--- Exercise details ---
Keep only the lines of the data below that contain "dirt", and copy them.

═════ Extracted data ═════

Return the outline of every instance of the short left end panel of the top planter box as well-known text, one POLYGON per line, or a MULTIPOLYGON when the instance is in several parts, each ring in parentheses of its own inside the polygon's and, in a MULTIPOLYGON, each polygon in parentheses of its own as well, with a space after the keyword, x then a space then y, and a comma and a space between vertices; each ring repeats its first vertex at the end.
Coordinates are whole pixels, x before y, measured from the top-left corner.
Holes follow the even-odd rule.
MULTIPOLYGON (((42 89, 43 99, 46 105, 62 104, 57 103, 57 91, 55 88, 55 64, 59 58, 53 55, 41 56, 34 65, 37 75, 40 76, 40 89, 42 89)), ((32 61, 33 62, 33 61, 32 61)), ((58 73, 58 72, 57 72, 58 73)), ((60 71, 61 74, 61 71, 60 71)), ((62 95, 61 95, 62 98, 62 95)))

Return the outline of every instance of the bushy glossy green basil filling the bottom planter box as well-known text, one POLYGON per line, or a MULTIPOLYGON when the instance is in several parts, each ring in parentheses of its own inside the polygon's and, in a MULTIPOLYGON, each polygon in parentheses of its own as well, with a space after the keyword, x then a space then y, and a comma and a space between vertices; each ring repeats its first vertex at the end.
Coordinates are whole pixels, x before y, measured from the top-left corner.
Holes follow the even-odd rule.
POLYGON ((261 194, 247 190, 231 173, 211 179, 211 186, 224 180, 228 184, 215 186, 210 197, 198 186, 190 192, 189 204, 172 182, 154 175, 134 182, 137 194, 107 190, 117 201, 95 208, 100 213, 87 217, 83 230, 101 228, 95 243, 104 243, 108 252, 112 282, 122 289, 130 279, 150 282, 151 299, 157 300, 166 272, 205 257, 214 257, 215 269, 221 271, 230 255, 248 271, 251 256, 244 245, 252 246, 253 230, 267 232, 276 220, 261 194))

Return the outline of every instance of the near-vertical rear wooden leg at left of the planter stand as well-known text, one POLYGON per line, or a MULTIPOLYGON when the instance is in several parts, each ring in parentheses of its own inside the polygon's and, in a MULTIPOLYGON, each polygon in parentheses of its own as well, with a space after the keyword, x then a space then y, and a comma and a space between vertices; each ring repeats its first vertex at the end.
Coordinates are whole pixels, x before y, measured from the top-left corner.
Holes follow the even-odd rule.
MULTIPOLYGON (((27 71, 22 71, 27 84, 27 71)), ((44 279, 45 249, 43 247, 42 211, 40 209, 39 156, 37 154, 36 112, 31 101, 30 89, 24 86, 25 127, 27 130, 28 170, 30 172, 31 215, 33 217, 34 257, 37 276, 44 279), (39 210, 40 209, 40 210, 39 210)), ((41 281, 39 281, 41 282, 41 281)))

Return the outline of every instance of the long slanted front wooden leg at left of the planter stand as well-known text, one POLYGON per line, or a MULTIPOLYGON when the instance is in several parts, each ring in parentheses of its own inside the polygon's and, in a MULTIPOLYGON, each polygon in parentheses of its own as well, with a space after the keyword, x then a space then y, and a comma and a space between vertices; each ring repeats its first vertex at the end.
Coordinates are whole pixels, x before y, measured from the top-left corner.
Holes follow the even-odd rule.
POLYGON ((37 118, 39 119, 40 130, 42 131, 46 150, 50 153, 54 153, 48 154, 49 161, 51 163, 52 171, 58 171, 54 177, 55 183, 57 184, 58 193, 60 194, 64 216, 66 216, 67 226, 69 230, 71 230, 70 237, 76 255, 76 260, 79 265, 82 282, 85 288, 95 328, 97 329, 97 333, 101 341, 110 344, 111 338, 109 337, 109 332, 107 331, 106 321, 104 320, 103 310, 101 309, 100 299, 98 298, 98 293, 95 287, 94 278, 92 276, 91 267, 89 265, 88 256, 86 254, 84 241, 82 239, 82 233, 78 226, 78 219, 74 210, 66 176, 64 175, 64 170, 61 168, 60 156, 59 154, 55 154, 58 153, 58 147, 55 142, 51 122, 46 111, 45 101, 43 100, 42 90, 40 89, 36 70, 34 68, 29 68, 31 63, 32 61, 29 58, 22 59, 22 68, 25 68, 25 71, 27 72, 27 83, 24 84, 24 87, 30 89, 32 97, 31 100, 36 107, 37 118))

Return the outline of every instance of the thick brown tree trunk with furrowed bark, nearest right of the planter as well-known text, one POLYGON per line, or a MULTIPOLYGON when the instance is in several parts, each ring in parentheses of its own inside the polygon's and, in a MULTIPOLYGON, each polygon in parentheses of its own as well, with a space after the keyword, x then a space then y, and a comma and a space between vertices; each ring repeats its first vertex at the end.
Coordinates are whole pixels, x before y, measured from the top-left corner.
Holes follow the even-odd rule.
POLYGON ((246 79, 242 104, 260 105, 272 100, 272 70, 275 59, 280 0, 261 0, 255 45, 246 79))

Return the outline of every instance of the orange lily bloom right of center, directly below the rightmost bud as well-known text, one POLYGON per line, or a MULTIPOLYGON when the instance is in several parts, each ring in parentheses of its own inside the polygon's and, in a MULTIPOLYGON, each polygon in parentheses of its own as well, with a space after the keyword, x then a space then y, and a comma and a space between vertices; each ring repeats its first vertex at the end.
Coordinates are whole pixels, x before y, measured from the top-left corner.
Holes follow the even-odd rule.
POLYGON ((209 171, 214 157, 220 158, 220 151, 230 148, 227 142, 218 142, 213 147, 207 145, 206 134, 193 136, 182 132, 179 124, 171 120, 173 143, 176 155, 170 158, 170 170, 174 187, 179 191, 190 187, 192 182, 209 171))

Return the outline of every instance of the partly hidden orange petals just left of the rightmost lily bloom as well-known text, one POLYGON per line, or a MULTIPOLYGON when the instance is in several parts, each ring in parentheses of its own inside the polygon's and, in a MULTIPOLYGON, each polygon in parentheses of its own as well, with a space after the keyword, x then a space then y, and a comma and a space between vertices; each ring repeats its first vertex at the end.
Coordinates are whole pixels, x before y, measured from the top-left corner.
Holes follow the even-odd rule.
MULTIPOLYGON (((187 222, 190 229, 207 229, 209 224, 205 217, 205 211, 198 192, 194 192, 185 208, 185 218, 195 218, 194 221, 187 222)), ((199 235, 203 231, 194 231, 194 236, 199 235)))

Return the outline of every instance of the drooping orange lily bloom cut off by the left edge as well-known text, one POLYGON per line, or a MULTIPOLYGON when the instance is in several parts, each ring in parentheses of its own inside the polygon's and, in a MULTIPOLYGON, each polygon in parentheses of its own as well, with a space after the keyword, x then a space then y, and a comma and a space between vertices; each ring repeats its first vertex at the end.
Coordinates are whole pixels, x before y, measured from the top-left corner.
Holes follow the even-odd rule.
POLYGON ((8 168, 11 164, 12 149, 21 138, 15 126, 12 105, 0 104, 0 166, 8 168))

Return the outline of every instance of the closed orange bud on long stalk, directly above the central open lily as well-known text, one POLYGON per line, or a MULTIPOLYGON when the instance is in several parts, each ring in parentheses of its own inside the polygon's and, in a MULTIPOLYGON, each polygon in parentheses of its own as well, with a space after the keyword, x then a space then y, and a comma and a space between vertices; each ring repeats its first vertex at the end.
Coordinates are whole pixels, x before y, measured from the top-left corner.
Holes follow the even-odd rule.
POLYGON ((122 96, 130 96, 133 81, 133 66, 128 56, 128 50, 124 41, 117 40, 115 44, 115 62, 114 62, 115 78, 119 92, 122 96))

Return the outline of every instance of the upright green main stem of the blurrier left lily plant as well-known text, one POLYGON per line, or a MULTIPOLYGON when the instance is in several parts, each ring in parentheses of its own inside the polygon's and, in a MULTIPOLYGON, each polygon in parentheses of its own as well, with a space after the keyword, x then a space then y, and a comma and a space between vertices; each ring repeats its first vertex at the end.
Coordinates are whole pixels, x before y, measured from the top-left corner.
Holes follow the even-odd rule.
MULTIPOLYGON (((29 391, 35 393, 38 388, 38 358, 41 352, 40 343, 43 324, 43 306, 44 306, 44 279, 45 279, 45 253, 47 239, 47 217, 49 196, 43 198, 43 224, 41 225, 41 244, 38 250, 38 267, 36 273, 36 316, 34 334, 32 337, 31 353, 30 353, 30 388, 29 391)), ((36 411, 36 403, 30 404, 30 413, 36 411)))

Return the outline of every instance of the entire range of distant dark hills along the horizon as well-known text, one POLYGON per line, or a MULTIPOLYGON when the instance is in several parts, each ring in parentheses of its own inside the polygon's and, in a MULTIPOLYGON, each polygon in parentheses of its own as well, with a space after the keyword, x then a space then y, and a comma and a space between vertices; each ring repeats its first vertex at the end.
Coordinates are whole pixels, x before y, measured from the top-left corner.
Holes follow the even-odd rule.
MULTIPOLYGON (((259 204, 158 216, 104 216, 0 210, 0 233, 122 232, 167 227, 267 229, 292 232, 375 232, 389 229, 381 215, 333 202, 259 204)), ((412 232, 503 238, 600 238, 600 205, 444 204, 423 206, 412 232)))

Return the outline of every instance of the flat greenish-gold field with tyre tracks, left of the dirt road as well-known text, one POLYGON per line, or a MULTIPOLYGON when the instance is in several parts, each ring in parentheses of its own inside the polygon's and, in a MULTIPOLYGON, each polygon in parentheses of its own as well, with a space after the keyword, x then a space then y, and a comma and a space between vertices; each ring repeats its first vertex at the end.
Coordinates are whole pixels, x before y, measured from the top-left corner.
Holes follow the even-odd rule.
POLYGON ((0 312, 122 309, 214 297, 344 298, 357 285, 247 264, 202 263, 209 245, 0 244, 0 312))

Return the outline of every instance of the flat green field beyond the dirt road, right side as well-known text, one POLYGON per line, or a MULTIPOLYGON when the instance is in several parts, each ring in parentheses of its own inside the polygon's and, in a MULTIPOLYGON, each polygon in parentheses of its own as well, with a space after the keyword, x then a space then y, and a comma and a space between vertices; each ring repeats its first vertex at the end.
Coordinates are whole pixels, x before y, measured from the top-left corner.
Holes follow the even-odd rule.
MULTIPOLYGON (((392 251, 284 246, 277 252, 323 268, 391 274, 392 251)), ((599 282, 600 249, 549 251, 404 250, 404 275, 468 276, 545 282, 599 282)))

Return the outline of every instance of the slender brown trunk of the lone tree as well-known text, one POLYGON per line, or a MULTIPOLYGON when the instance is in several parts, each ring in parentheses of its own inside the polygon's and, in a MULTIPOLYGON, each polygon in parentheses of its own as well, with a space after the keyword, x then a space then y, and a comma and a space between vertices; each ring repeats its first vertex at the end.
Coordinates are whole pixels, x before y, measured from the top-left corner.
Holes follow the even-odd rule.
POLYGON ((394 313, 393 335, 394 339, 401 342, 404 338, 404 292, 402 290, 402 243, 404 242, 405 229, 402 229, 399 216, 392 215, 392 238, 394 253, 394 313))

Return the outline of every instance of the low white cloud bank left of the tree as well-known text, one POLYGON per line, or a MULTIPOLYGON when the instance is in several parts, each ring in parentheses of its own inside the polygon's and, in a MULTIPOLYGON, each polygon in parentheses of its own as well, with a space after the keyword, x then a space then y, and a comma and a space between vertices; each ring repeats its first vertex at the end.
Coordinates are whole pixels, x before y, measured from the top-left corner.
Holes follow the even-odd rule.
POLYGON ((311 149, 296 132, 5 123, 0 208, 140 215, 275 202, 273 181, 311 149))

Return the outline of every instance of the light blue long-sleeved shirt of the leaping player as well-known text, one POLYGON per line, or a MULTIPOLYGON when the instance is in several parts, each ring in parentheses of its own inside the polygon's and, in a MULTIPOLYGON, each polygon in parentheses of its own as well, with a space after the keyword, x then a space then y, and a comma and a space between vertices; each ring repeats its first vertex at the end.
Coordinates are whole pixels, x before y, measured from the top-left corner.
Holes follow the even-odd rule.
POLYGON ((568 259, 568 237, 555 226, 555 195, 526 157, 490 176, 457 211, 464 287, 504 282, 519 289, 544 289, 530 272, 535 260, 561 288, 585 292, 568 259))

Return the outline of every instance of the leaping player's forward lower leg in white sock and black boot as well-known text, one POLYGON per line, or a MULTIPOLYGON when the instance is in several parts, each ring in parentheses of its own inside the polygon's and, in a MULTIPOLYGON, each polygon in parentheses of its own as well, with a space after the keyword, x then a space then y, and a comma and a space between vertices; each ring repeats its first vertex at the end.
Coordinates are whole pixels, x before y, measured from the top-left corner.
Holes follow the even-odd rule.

═════

--- Result of the task ---
Return the outline of every instance of the flat greenish-gold field with tyre tracks, left of the dirt road as well-known text, one POLYGON per line, or a MULTIPOLYGON when the instance is in several parts, each ring in parentheses of its own inside the polygon's and, in a MULTIPOLYGON, each polygon in parentheses of its own as well, with a space after the keyword, x then a space then y, and a comma and a space between vertices; each ring repeats its first vertex at the end.
Return the outline of every instance of the flat green field beyond the dirt road, right side as well-known text, one POLYGON per line, or a MULTIPOLYGON when the instance is in several parts, each ring in parentheses of its own inside the polygon's and, in a MULTIPOLYGON, each polygon in parentheses of its own as well, with a space after the keyword, x then a space then y, and a comma and a space between vertices; each ring repeats its first vertex at the end.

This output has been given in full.